● OBJECTIVE
Write out each line exactly as it stands, please.

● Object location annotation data
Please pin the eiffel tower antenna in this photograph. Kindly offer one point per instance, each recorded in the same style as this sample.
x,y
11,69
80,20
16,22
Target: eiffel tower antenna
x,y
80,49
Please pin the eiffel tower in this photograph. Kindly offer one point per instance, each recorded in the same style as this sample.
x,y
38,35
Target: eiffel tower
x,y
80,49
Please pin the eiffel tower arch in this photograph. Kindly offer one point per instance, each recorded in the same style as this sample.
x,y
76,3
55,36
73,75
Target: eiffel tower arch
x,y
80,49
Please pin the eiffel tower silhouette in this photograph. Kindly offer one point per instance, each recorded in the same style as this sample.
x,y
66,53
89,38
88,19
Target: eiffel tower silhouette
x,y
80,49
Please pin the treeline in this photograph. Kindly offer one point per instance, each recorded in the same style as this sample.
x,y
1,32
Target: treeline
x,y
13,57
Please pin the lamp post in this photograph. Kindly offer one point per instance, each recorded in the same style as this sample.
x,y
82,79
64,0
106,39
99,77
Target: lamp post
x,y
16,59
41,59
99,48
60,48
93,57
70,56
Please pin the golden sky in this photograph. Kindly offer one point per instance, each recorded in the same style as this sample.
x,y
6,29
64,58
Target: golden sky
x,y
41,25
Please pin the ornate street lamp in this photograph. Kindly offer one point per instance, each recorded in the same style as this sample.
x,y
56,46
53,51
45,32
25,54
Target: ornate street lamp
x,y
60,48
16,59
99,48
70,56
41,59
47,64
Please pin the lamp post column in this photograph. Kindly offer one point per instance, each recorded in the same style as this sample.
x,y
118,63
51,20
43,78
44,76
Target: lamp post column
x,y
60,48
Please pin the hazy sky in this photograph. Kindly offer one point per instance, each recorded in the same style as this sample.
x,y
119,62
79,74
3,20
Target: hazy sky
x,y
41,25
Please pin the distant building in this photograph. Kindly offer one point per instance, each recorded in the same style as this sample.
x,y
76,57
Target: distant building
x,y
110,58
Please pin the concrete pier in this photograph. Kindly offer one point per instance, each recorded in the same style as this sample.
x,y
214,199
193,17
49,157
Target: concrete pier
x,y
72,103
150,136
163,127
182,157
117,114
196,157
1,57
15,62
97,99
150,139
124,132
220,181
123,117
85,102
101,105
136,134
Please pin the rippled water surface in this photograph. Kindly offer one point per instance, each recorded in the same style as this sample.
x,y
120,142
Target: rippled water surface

● OUTPUT FOR THIS EXERCISE
Please pin the eiffel tower antenna in this photograph. Kindly offer one point per instance, each recorded in the same style as this sample.
x,y
11,69
80,20
16,22
Target: eiffel tower antenna
x,y
80,49
Please pin the eiffel tower in this photograph. Kindly offer one point per instance, each recorded in the same style as this sample.
x,y
38,35
Target: eiffel tower
x,y
80,49
Please pin the eiffel tower arch in this photograph. Kindly offer one point per instance, each recorded in the same style as this sample.
x,y
76,3
55,36
73,75
Target: eiffel tower arch
x,y
80,49
Please pin the eiffel tower silhouette in this photograph. Kindly offer one point per instance, each recorded in the same style as this sample.
x,y
66,53
89,38
88,19
Target: eiffel tower silhouette
x,y
80,49
Please pin the treeline in this photograph. Kindly offer one point per instance, each recorded in the same style as this sample.
x,y
1,32
Target: treeline
x,y
13,57
Please pin the lamp post in this photograph. Kindly offer one point per instance, each recorded in the same style as this sample.
x,y
82,79
64,0
106,39
99,77
Target: lamp post
x,y
16,59
41,59
99,48
60,48
93,57
70,56
Please pin the golden sky in this photograph. Kindly offer one point per instance, each recorded in the same style as this sample.
x,y
6,29
64,58
Target: golden sky
x,y
41,25
Please pin the ornate street lamp in this photograph. Kindly offer one point per instance, each recorded in the same style as this sample.
x,y
56,46
53,51
45,32
25,54
Target: ornate street lamp
x,y
60,48
16,59
99,48
70,56
41,59
47,64
Please pin the lamp post column in this photograph. Kindly offer one point per instance, each recorded in the same style as this sample.
x,y
118,63
51,20
43,78
44,76
Target: lamp post column
x,y
60,48
Please pin the hazy sky in this photograph. Kindly offer one point per instance, each recorded in the same style as this sample.
x,y
119,62
79,74
3,20
Target: hazy sky
x,y
41,25
Please pin the distant building in this photograph. Kindly offer one point per instance, each recorded in the same style as this sample.
x,y
76,57
Target: distant building
x,y
110,58
Please pin the concrete pier in this photograph. Kindly offer one point per instance, each recorded in the same style as this sample.
x,y
214,199
193,17
49,157
Target: concrete pier
x,y
72,103
150,136
163,127
182,157
117,114
196,157
1,57
15,62
97,99
150,139
124,132
220,181
123,117
85,102
101,105
136,134
Please pin the rippled water surface in this photograph. Kindly offer one point per instance, each recorded in the same style as this sample.
x,y
120,142
Target: rippled water surface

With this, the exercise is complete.